Tarefas a resolver:
a - Responda com base no texto sobre a tradução dos nomes de Tolkien:
(i) Como o apelido Sharkey foi traduzido na edição da Martins Fontes?
(ii) Por qual outro nome também é chamada a falácia da Generalização apressada?
(iii) Em que palavra órquica se baseia Sharkey, e qual o seu significado?
b - Prossiga o texto sobre a tradução dos nomes de Tolkien a partir do ponto em que ele termina.

Texto da página:
E ele próprio sugere a possibilidade de adaptações ortográficas e fonéticas na Nomenclatura de O Senhor dos Anéis, documento que preparou para os tradutores nos anos 1960. Dois exemplos claros são os nomes Sharkey (o apelido de Saruman, traduzido como Charcote na edição da Martins Fontes) e Maggot, sobrenome do fazendeiro Magote. Sobre Sharkey, Tolkien escreve: “A palavra, portanto, com uma modificação de ortografia para se adequar à LT [língua de tradução]; a alteração do sufixo diminutivo e quase afetuoso –ey para se adequar à LT também seria adequada”. Daí “Charcote” (a terminação lembra “mascote”, “filhote” em português). Eis um trecho do verbete sobre Maggot: “A ideia é que seja um nome ‘sem significado’ (…) provavelmente é melhor deixá-lo intacto, embora alguma assimilação ao estilo da LT também fosse adequada”. Isso explica a remoção do “g” duplo e a vogal no final em “Magote”. (Aliás, notem o “provavelmente”. Tolkien sabia que o trabalho de tradução comporta incertezas e soluções que variam – diferentemente de alguns de seus fãs…).

Em seguida o tradutor incorre na falácia da Generalização apressada (também chamada de Inversão do Acidente). Esse tipo de falácia implica em apresentar uma exceção como sendo base para uma generalização. Ou seja, se pode uma coisa específica, logo podemos fazer o mesmo com o total. Seria o caso de dizer “se Tolkien aceitou algumas adaptações, logo, ele aceitaria também adaptação fonética das palavras Orque e Gobelim”. Ora, não é preciso dizer que isso está fora da lógica. Primeiramente pelo fato de que a exceção não forma a regra. O guia dos tradutores é bem claro ao dizer que “as palavras devem ser traduzidas pelo seu significado (o mais próximo possível)”. Essa é a regra, que tem que ser aplicada, as exceções são quando o próprio autor, por liberalidade concede alguma possibilidade não enquadrada na regra geral.

O Guia para tradutores apresenta regras para diversas palavras. Cada uma com seu significado e características próprias. Sharkey e Maggot são regras específicas, onde o autor tentou conformar os nomes para as línguas germânicas (para quem o guia foi escrito originalmente). A seguir são apresentados os textos na integra, para elucidar melhor o tema:

Sharkey. Este é suposto ser um apelido modificado para se encaixar na Língua Comum (no Inglês textanglicizado), baseado no orkish sharkû ‘homem velho’. A palavra deve, portanto, ser mantida com a modificação da ortografia para se adequar à Língua da Tradução; a alteração do sufixo diminutivo e quase afetivo -ey para se ajustar à Língua de Tradução também seria aplicável. (TOLKIEN. Nomenclature of the lord of the rings, p.763).[2]

A regra é clara, uma vez que a palavra “Sharkey” é uma forma inglesa da palavra “sharku”, o tradutor deveria se preocupar em realizar algo parecido. Mas isso implica em dizer que Tolkien está liberando a adaptação fonética para todas as palavras? Não. Trata-se de caso específico e não tem relação com as palavras “Orc” e “Goblin”, pois o próprio guia dos tradutores tem a regra expressa sobre Orc.

Registros extraídos:
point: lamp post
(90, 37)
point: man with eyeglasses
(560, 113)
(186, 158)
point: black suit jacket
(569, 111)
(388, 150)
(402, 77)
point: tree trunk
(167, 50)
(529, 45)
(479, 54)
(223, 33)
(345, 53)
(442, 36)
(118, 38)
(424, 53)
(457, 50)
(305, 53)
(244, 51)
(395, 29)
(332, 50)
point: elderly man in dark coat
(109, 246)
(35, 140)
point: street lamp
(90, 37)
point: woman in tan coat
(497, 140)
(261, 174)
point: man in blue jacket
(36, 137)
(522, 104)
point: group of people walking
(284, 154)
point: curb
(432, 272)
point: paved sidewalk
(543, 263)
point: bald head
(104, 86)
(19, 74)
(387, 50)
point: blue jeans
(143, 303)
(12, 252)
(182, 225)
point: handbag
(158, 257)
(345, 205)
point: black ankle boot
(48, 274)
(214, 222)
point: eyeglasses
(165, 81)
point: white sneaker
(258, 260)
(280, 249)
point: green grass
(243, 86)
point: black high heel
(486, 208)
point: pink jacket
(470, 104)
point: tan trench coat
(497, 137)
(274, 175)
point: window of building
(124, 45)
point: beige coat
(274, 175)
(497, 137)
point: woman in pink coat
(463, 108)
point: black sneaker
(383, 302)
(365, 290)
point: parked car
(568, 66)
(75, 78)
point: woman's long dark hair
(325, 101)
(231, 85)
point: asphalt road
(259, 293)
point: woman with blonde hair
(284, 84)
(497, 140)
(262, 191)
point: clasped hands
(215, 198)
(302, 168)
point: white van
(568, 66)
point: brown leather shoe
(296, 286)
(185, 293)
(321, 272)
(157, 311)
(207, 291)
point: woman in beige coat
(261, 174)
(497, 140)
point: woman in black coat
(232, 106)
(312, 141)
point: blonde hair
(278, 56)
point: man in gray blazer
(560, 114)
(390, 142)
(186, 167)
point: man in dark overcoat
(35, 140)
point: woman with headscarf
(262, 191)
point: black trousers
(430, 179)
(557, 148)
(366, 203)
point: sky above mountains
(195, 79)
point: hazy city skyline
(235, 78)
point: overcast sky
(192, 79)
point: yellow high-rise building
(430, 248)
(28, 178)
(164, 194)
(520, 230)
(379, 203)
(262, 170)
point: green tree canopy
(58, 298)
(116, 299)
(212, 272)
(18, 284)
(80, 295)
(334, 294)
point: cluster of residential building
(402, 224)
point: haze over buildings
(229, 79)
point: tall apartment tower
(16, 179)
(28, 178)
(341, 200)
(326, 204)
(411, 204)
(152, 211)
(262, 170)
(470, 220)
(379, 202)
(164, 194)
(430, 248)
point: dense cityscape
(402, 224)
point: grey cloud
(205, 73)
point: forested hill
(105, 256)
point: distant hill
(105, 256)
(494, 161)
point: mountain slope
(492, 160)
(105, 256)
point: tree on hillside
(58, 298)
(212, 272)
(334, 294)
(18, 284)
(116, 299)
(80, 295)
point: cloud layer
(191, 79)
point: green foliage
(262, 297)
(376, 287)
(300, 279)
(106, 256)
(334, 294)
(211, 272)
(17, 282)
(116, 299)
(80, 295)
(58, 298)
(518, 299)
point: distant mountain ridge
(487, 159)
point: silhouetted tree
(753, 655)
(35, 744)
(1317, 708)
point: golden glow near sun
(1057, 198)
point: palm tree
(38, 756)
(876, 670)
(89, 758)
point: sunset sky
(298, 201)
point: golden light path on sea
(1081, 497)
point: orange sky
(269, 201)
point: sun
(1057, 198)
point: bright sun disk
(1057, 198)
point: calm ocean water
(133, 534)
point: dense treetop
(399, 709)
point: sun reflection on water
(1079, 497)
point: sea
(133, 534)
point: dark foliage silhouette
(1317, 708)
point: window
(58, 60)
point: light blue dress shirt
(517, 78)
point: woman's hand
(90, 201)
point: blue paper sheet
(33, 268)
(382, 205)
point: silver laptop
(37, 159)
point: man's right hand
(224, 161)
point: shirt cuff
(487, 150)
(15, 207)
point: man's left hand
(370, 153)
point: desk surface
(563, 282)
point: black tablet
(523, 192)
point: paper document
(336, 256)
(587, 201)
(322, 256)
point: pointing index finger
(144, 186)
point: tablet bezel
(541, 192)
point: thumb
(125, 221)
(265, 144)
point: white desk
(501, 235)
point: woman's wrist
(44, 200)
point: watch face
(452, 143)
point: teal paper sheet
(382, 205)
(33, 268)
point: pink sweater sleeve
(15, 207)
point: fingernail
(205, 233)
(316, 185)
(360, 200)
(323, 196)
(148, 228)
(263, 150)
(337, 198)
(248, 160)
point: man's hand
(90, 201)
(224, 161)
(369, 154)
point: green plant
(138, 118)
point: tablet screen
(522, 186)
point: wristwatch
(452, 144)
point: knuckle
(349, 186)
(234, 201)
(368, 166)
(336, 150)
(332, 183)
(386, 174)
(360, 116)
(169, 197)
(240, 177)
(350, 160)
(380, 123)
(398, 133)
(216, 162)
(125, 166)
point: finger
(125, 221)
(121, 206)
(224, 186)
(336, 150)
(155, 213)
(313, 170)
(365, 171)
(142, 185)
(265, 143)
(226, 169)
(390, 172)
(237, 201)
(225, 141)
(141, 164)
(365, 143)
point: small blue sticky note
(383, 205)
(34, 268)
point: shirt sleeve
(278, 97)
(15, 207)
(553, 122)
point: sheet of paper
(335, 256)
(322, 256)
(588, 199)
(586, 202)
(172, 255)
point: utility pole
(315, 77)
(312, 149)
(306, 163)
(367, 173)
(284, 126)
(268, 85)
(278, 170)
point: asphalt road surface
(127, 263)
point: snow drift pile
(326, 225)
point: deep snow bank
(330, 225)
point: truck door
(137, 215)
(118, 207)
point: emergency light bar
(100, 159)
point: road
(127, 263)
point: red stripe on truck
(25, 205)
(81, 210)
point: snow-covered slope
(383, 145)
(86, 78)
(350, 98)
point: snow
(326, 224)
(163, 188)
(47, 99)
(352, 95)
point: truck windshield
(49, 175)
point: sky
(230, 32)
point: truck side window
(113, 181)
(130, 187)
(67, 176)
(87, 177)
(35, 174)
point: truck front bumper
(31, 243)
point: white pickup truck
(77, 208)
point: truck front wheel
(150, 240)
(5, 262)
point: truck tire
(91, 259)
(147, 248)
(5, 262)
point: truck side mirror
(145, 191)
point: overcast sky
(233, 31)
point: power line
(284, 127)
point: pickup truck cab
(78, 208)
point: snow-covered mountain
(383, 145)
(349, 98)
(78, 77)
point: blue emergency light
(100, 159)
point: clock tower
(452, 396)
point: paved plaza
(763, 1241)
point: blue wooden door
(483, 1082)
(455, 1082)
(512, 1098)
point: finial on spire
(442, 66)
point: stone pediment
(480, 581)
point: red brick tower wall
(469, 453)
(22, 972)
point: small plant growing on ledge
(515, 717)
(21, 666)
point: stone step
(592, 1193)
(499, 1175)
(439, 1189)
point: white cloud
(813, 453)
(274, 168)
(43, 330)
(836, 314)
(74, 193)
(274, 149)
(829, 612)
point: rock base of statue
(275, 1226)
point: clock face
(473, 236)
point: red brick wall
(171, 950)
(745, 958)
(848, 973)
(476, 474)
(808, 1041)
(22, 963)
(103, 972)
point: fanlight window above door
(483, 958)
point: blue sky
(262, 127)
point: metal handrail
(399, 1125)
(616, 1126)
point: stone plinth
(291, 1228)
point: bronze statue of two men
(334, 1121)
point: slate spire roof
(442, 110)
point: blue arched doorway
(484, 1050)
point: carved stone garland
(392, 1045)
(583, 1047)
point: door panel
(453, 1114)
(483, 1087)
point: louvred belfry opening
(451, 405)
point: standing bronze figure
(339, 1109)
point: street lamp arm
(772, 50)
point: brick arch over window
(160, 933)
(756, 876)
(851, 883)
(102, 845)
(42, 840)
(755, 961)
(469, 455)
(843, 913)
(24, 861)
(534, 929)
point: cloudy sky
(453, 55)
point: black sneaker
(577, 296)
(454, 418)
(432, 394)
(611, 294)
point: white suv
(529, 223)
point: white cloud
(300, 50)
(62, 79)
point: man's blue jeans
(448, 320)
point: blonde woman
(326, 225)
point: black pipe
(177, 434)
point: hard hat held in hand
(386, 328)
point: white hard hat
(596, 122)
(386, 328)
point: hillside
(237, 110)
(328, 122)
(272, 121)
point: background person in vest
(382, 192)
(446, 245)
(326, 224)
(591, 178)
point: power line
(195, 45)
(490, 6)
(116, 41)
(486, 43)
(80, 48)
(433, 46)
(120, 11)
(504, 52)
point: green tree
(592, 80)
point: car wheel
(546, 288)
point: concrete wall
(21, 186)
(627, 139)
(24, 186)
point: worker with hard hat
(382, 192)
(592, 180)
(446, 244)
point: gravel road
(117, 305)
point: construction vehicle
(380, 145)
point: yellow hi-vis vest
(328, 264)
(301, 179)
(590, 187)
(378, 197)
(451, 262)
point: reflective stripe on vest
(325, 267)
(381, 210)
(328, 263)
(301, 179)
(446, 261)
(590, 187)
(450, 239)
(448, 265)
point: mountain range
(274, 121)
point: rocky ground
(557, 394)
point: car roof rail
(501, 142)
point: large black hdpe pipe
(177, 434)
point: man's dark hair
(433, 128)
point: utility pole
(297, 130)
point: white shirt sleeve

Lista de respostas:
a -
(i) Charcote.
(ii) Inversão do Acidente.
(iii) Em sharkû, que significa "homem velho".

b -
Maggot. Pretende ser um nome “sem sentido”, parecido com hobbit no som. Na verdade, é um acidente que maggot é uma palavra inglesa que significa ‘verme’ ‘larva’. A tradução holandesa tem Van de Made, (made = Alemão Made, Inglês Antigo maða ‘maggot’), mas é provavelmente melhor deixar o nome inalterável, como na tradução sueca, apesar de alguma assimilação ao estilo da língua da tradução pudesse ser colocada. (TOLKIEN. Nomenclature of the lord of the rings, p. 760)[3]

Como visto, Tolkien novamente se preocupa com o sentido das palavras. Ele observou que a palavra “Maggot” era do seu mundo e não tinha um sentido claro, por isso deveria ser mantida com pequenas alterações. Não se trata de adaptação fonética como pretendem os tradutores brasileiros nas palavras “Orc” e “Goblin”.

Mesmo com essas diretrizes das palavras “Sharkey” e “Maggot”, Tolkien deixou claro no mesmo guia como pretendia que a palavra “Orc” fosse colocada em suas obras. E é claro que ele afirmou que “Deveria ser mantida”, ou seja, nada de adaptação fonética. O trecho do guia a seguir foi analisado parágrafo por parágrafo em nosso artigo sobre as diretrizes do Tolkien AQUI.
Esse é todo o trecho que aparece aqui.